::: Given data

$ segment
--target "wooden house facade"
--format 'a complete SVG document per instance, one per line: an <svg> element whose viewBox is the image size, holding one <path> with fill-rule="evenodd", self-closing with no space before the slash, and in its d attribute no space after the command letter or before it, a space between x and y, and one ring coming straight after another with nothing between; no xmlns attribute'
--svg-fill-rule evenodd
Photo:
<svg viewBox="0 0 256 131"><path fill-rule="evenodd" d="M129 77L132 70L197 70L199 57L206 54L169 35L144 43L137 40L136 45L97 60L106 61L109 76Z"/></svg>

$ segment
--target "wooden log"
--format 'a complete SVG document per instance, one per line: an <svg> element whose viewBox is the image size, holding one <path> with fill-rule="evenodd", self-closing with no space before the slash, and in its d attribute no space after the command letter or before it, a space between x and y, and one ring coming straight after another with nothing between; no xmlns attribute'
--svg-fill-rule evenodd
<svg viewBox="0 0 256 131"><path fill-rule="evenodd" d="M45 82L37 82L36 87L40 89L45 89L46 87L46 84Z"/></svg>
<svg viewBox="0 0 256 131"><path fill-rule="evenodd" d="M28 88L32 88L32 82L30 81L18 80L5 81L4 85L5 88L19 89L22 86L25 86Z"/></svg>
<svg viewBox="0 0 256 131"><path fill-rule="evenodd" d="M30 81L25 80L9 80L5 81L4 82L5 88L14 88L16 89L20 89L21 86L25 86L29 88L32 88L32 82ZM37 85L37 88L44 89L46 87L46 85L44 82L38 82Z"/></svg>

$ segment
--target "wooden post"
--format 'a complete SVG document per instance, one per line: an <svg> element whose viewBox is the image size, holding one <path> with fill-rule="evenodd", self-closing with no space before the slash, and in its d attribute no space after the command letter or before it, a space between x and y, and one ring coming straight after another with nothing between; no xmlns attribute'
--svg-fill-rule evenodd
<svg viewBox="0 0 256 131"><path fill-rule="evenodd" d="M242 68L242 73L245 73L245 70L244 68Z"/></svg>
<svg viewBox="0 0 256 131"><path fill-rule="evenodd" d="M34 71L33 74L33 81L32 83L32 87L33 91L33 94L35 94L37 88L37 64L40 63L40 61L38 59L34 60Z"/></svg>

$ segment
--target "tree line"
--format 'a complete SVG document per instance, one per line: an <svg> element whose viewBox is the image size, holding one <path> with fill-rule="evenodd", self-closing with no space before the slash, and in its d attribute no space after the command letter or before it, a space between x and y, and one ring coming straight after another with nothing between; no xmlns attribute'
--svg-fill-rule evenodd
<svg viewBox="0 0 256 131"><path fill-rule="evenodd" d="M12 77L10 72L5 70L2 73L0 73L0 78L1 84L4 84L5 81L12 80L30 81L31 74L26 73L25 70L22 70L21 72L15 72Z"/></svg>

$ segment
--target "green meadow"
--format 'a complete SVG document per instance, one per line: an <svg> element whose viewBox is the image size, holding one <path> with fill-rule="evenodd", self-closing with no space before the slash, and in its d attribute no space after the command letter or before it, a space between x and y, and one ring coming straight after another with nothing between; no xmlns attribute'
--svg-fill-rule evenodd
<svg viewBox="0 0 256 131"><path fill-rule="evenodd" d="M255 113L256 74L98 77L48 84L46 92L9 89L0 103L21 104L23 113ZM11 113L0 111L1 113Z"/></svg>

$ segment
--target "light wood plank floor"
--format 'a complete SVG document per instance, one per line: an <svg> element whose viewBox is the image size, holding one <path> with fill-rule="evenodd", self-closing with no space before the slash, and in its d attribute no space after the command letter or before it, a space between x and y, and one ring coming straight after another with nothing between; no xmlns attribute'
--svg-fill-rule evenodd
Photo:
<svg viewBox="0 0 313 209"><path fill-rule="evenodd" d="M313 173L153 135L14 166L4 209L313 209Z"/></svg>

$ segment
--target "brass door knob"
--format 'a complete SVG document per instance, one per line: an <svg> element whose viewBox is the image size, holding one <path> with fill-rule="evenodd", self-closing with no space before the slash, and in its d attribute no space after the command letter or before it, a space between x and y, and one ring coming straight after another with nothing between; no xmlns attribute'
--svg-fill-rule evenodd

::::::

→ Goal of the exercise
Convert every line of the items above into a Markdown table, skipping blank lines. Use a column named Row for the row number and a column named Text for the line.

→ Written answer
| Row | Text |
|---|---|
| 1 | $ segment |
| 2 | --target "wooden house facade" |
| 3 | --format 'a complete SVG document per instance, one per line: an <svg> element whose viewBox is the image size, holding one <path> with fill-rule="evenodd", self-closing with no space before the slash, and in its d attribute no space after the command letter or before it, a space between x and y, and one ring coming straight after another with nothing between; no xmlns attribute' |
| 4 | --svg-fill-rule evenodd |
| 5 | Photo: |
| 6 | <svg viewBox="0 0 256 131"><path fill-rule="evenodd" d="M129 77L132 70L197 70L199 57L206 54L169 35L144 43L137 40L136 45L97 60L106 61L109 76Z"/></svg> |
| 7 | $ segment |
| 8 | --target "wooden log" |
| 9 | --format 'a complete SVG document per instance, one per line: an <svg> element whose viewBox is the image size, holding one <path> with fill-rule="evenodd", self-closing with no space before the slash, and in its d attribute no space after the command letter or before it, a space between x and y, and one ring coming straight after another with nothing between; no xmlns attribute' |
| 10 | --svg-fill-rule evenodd |
| 11 | <svg viewBox="0 0 256 131"><path fill-rule="evenodd" d="M45 82L37 82L36 87L40 89L45 89L46 87L46 84Z"/></svg> |
| 12 | <svg viewBox="0 0 256 131"><path fill-rule="evenodd" d="M28 88L32 88L32 82L30 81L18 80L5 81L4 85L5 88L19 89L22 86L25 86Z"/></svg> |
| 13 | <svg viewBox="0 0 256 131"><path fill-rule="evenodd" d="M30 81L25 80L9 80L5 81L4 82L5 88L14 88L16 89L20 89L21 86L25 86L29 88L32 88L32 82ZM37 85L37 88L44 89L46 87L46 85L44 82L38 82Z"/></svg> |
| 14 | $ segment |
| 15 | --target "wooden post" |
| 16 | --format 'a complete SVG document per instance, one per line: an <svg> element whose viewBox is the image size, holding one <path> with fill-rule="evenodd", self-closing with no space before the slash, and in its d attribute no space after the command letter or before it, a space between x and y, and one ring coming straight after another with nothing between; no xmlns attribute' |
| 17 | --svg-fill-rule evenodd |
| 18 | <svg viewBox="0 0 256 131"><path fill-rule="evenodd" d="M242 68L242 73L245 73L245 70L244 68Z"/></svg> |
| 19 | <svg viewBox="0 0 256 131"><path fill-rule="evenodd" d="M34 71L33 74L33 81L32 83L32 87L33 91L33 94L35 94L37 88L37 64L40 63L40 61L38 59L34 60Z"/></svg> |
| 20 | $ segment |
| 21 | --target "tree line" |
| 22 | --format 'a complete SVG document per instance, one per line: an <svg> element whose viewBox is the image size, holding one <path> with fill-rule="evenodd", self-closing with no space before the slash, and in its d attribute no space after the command letter or before it, a space between x and y, and one ring coming straight after another with nothing between; no xmlns attribute' |
| 23 | --svg-fill-rule evenodd |
| 24 | <svg viewBox="0 0 256 131"><path fill-rule="evenodd" d="M12 77L10 72L5 70L2 73L0 73L0 78L1 84L4 84L5 81L12 80L30 81L31 74L26 73L25 70L22 70L21 72L15 72Z"/></svg> |
| 25 | $ segment |
| 26 | --target "green meadow" |
| 27 | --format 'a complete SVG document per instance, one per line: an <svg> element whose viewBox is the image size, holding one <path> with fill-rule="evenodd", self-closing with no space before the slash, and in its d attribute no space after the command letter or before it, a space between x and y, and one ring coming straight after another with nothing between; no xmlns attribute' |
| 28 | --svg-fill-rule evenodd |
| 29 | <svg viewBox="0 0 256 131"><path fill-rule="evenodd" d="M255 113L256 74L98 77L48 84L46 92L9 89L0 103L21 104L23 113ZM11 113L0 111L1 113Z"/></svg> |
| 30 | $ segment |
| 31 | --target "light wood plank floor" |
| 32 | --format 'a complete SVG document per instance, one per line: an <svg> element whose viewBox is the image size, holding one <path> with fill-rule="evenodd", self-closing with no space before the slash, and in its d attribute no space after the command letter or before it, a space between x and y, and one ring coming straight after another with nothing between; no xmlns attribute' |
| 33 | --svg-fill-rule evenodd |
| 34 | Photo: |
| 35 | <svg viewBox="0 0 313 209"><path fill-rule="evenodd" d="M313 173L153 135L14 166L4 209L313 209Z"/></svg> |
| 36 | $ segment |
| 37 | --target "brass door knob" |
| 38 | --format 'a complete SVG document per instance, one per line: an <svg> element whose viewBox is the image size, holding one <path> with fill-rule="evenodd", self-closing with no space before the slash, and in its d attribute no space after the command letter or before it, a space between x and y, and one ring coming straight after another with nothing between; no xmlns attribute' |
| 39 | --svg-fill-rule evenodd |